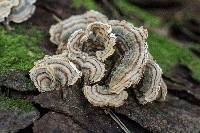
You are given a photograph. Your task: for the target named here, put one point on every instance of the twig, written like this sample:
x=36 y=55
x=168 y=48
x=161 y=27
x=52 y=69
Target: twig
x=117 y=120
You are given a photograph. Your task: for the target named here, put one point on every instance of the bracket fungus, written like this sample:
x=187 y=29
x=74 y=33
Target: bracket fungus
x=86 y=43
x=16 y=10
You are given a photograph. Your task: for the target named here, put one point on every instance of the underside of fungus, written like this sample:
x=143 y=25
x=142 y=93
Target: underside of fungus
x=16 y=10
x=86 y=45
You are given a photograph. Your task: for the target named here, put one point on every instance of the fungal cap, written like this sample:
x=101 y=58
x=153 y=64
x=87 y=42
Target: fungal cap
x=53 y=72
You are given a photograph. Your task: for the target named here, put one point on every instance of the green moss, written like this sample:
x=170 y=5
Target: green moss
x=88 y=4
x=15 y=104
x=129 y=9
x=19 y=49
x=168 y=53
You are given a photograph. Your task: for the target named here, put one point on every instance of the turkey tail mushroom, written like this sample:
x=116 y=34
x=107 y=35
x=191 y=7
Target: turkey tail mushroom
x=132 y=41
x=60 y=32
x=54 y=72
x=100 y=33
x=100 y=96
x=92 y=68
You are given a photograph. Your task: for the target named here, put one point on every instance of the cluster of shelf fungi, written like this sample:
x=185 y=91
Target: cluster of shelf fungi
x=109 y=55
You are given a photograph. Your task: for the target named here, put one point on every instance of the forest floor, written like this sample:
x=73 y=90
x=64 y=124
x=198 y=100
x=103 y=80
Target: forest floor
x=174 y=42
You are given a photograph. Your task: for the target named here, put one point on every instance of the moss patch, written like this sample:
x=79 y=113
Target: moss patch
x=168 y=53
x=88 y=4
x=15 y=104
x=19 y=49
x=129 y=9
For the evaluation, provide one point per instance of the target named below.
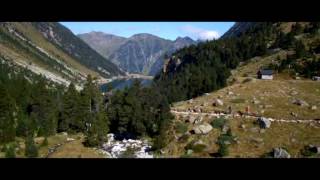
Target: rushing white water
(126, 148)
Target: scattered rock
(293, 93)
(64, 133)
(262, 131)
(197, 109)
(204, 128)
(256, 102)
(204, 104)
(198, 120)
(264, 122)
(254, 129)
(294, 114)
(70, 139)
(257, 140)
(243, 126)
(191, 119)
(189, 152)
(300, 102)
(267, 106)
(225, 129)
(280, 153)
(230, 93)
(218, 102)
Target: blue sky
(167, 30)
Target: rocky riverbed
(126, 148)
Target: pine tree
(10, 151)
(300, 49)
(69, 115)
(31, 149)
(96, 122)
(7, 118)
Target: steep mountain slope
(220, 118)
(195, 70)
(141, 53)
(103, 43)
(66, 40)
(53, 51)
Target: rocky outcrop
(204, 128)
(280, 153)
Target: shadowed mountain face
(141, 53)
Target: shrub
(308, 151)
(198, 148)
(45, 142)
(223, 150)
(195, 147)
(10, 151)
(181, 128)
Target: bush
(45, 142)
(308, 151)
(218, 123)
(247, 80)
(198, 148)
(184, 138)
(31, 149)
(195, 147)
(10, 151)
(181, 128)
(223, 150)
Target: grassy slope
(276, 93)
(73, 149)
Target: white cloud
(199, 33)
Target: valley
(252, 93)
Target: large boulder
(300, 102)
(204, 128)
(280, 153)
(190, 119)
(198, 120)
(264, 122)
(218, 102)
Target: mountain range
(140, 53)
(50, 49)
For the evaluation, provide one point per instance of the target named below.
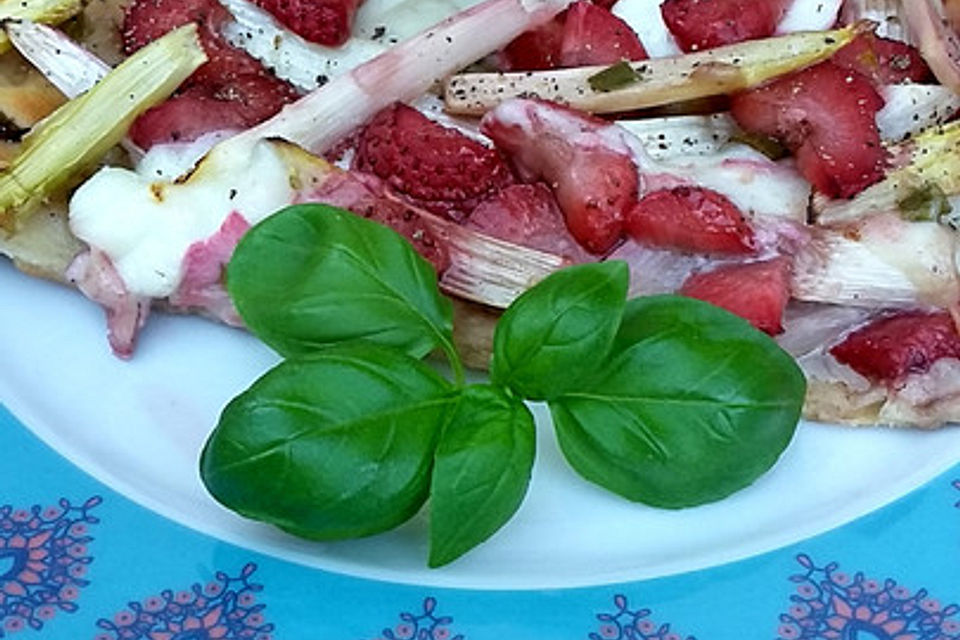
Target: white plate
(138, 426)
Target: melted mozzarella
(145, 226)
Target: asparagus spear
(652, 82)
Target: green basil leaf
(481, 470)
(312, 275)
(557, 332)
(337, 445)
(694, 405)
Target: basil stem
(481, 471)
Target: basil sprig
(666, 400)
(318, 275)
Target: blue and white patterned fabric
(79, 561)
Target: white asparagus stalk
(928, 162)
(886, 14)
(911, 108)
(938, 43)
(75, 136)
(48, 11)
(658, 81)
(488, 270)
(68, 66)
(673, 137)
(881, 261)
(301, 63)
(404, 72)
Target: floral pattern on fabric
(421, 626)
(632, 624)
(223, 609)
(834, 605)
(43, 562)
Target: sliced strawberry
(705, 24)
(889, 349)
(827, 116)
(534, 50)
(146, 20)
(594, 183)
(757, 291)
(241, 103)
(883, 61)
(436, 167)
(367, 196)
(592, 36)
(326, 22)
(528, 215)
(690, 219)
(584, 34)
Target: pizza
(793, 162)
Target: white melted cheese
(146, 226)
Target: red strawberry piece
(367, 196)
(594, 183)
(883, 61)
(146, 20)
(534, 50)
(528, 215)
(241, 103)
(894, 346)
(584, 34)
(705, 24)
(690, 219)
(593, 36)
(757, 291)
(827, 116)
(326, 22)
(437, 168)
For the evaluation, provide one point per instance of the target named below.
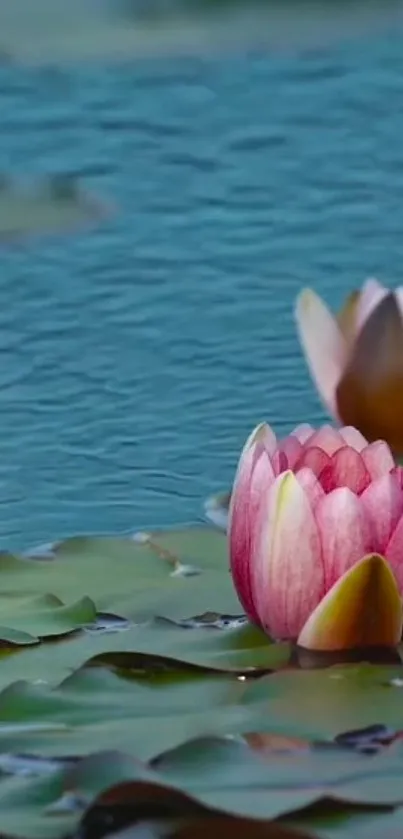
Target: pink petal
(346, 469)
(378, 459)
(394, 553)
(292, 448)
(323, 344)
(345, 532)
(311, 486)
(288, 579)
(254, 475)
(303, 432)
(398, 472)
(327, 438)
(353, 437)
(383, 503)
(263, 434)
(315, 459)
(371, 295)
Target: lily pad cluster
(137, 700)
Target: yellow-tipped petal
(363, 609)
(347, 316)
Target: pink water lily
(315, 534)
(356, 358)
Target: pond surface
(136, 357)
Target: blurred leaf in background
(51, 30)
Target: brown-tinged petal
(370, 392)
(363, 609)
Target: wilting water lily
(356, 359)
(316, 537)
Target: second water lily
(316, 537)
(356, 358)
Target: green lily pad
(50, 206)
(98, 709)
(171, 575)
(323, 703)
(150, 648)
(27, 619)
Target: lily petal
(394, 552)
(345, 532)
(263, 434)
(323, 343)
(383, 505)
(346, 469)
(372, 293)
(347, 316)
(311, 486)
(288, 577)
(363, 609)
(327, 438)
(303, 432)
(313, 458)
(292, 448)
(370, 391)
(378, 459)
(352, 437)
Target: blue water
(136, 357)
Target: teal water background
(135, 358)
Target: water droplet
(105, 622)
(211, 620)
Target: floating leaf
(50, 30)
(26, 619)
(47, 207)
(322, 704)
(139, 714)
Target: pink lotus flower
(356, 359)
(315, 535)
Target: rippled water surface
(135, 358)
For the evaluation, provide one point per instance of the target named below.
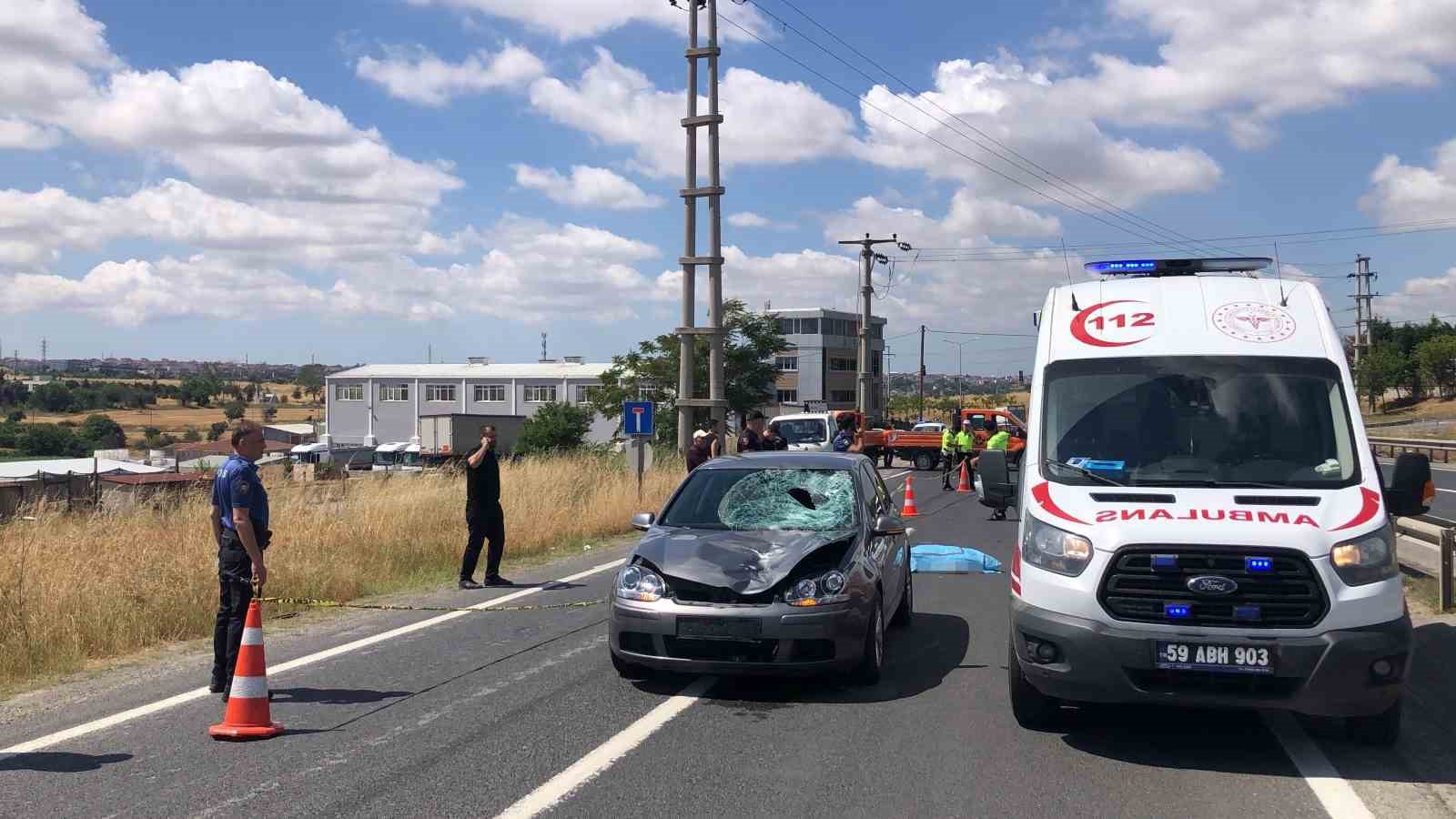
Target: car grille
____________
Transcribe the entries above verbatim, omitting their pictures.

You are given a photograph. Your task: for the target named here, put one point on every instance of the twig, written like this sample:
x=36 y=55
x=168 y=48
x=161 y=27
x=52 y=69
Target: twig
x=117 y=120
You are given a photograph. Your task: for the target named here, put one point on every instance of the bracket fungus, written like this sample:
x=187 y=29
x=74 y=33
Target: bracket fungus
x=86 y=43
x=16 y=10
You are given a photograph. Your task: for the target named here, put one point on every instance of the underside of fungus, written like this sample:
x=143 y=25
x=142 y=93
Target: underside of fungus
x=16 y=10
x=86 y=45
You are given a photograph. Your task: for the target named here, put one point on every instance of the fungal cap, written like this sample:
x=101 y=58
x=153 y=64
x=87 y=42
Target: fungal cap
x=53 y=72
You are given a photograph. Your task: for the target named here, put one point on every instance of the green moss, written like this sample:
x=170 y=5
Target: green moss
x=88 y=4
x=15 y=104
x=129 y=9
x=19 y=49
x=168 y=53
You are given a photograph. Your task: for the target named here, put one point on every instance of the turkey tail mushroom, written like this sample:
x=116 y=34
x=107 y=35
x=191 y=7
Target: turkey tail mushroom
x=132 y=41
x=60 y=32
x=54 y=72
x=100 y=33
x=100 y=96
x=92 y=68
You are given a photograph. Your task: for the target named here, put one point on every instance of the cluster of shelf fungi, written like this sample:
x=185 y=91
Target: cluster of shelf fungi
x=109 y=55
You are given a photograph. Your task: for the target named here, put one point on every instance of the forest floor, written like this sample:
x=73 y=90
x=64 y=124
x=198 y=100
x=103 y=80
Target: forest floor
x=174 y=42
You are given a photograph. Your task: for the target named here, put one point on every instance of the moss patch, written like this sample:
x=79 y=113
Target: moss patch
x=168 y=53
x=88 y=4
x=15 y=104
x=19 y=49
x=129 y=9
For the evaluation, provide one point per instance of the target named below.
Target: rushing white water
(126, 148)
Target: scattered rock
(293, 93)
(64, 133)
(262, 131)
(197, 109)
(204, 128)
(256, 102)
(204, 104)
(198, 120)
(264, 122)
(254, 129)
(294, 114)
(70, 139)
(257, 140)
(243, 126)
(191, 119)
(189, 152)
(300, 102)
(267, 106)
(225, 129)
(280, 153)
(230, 93)
(218, 102)
Target: blue sky
(167, 30)
Target: rocky riverbed
(126, 148)
Target: pine tree
(10, 151)
(300, 49)
(69, 115)
(31, 149)
(96, 122)
(7, 118)
Target: steep mountain slope
(220, 118)
(195, 70)
(141, 53)
(103, 43)
(66, 40)
(53, 51)
Target: rocky outcrop
(204, 128)
(280, 153)
Target: shadowed mountain face
(141, 53)
Target: shrub
(308, 151)
(198, 148)
(45, 142)
(223, 150)
(195, 147)
(10, 151)
(181, 128)
Target: bush
(45, 142)
(308, 151)
(218, 123)
(247, 80)
(198, 148)
(184, 138)
(31, 149)
(195, 147)
(10, 151)
(181, 128)
(223, 150)
Target: grassy slope
(276, 93)
(73, 149)
Target: white cloud
(199, 33)
Target: valley
(252, 93)
Target: large boulder
(300, 102)
(204, 128)
(280, 153)
(190, 119)
(198, 120)
(264, 122)
(218, 102)
Target: mountain range
(140, 53)
(50, 49)
For the evaluation, provide one point per instance of the target named below.
Target: white plate
(138, 426)
Target: melted mozzarella
(145, 226)
Target: asparagus spear
(652, 82)
Target: green basil leaf
(481, 470)
(312, 275)
(557, 332)
(337, 445)
(694, 405)
Target: basil stem
(481, 471)
Target: basil sprig
(666, 400)
(318, 275)
Target: blue and white patterned fabric
(79, 561)
Target: white asparagus stalk
(928, 162)
(886, 14)
(911, 108)
(938, 43)
(75, 136)
(48, 11)
(658, 81)
(488, 270)
(68, 66)
(673, 137)
(881, 261)
(301, 63)
(404, 72)
Target: floral pattern on fabric
(421, 626)
(632, 624)
(223, 609)
(834, 605)
(43, 562)
Target: sliced strawberry
(705, 24)
(889, 349)
(827, 116)
(534, 50)
(146, 20)
(594, 183)
(757, 291)
(241, 103)
(883, 61)
(436, 167)
(367, 196)
(592, 36)
(326, 22)
(528, 215)
(690, 219)
(584, 34)
Target: pizza
(793, 162)
Target: white melted cheese
(146, 226)
Target: red strawberry piece
(367, 196)
(594, 183)
(883, 61)
(146, 20)
(534, 50)
(528, 215)
(241, 103)
(894, 346)
(584, 34)
(705, 24)
(690, 219)
(593, 36)
(757, 291)
(827, 116)
(326, 22)
(437, 168)
For the evaluation, provide one point per instance of the target named below.
Target: pink petal
(346, 469)
(378, 459)
(394, 553)
(292, 448)
(323, 344)
(345, 532)
(311, 486)
(288, 579)
(254, 475)
(303, 432)
(398, 472)
(327, 438)
(353, 437)
(383, 503)
(263, 434)
(315, 459)
(371, 295)
Target: lily pad cluster
(137, 700)
Target: yellow-tipped petal
(363, 609)
(347, 316)
Target: pink water lily
(315, 534)
(356, 358)
Target: pond surface
(136, 357)
Target: blurred leaf in background
(51, 30)
Target: brown-tinged petal
(370, 392)
(363, 609)
Target: wilting water lily
(356, 359)
(316, 537)
Target: second water lily
(316, 537)
(356, 358)
Target: green lily pad
(50, 206)
(98, 709)
(171, 575)
(323, 703)
(150, 648)
(27, 619)
Target: lily petal
(394, 552)
(345, 532)
(263, 434)
(323, 343)
(383, 505)
(346, 469)
(372, 293)
(347, 316)
(311, 486)
(288, 577)
(363, 609)
(327, 438)
(303, 432)
(313, 458)
(292, 448)
(370, 391)
(378, 459)
(352, 437)
Target: blue water
(136, 357)
Target: teal water background
(135, 358)
Target: water droplet
(105, 622)
(211, 620)
Target: floating leaf
(50, 30)
(26, 619)
(47, 207)
(322, 704)
(139, 714)
Target: pink lotus flower
(356, 359)
(315, 535)
Target: rippled water surface
(135, 358)
For the evaluation, provide one point per instance of the target named below.
Target: car grille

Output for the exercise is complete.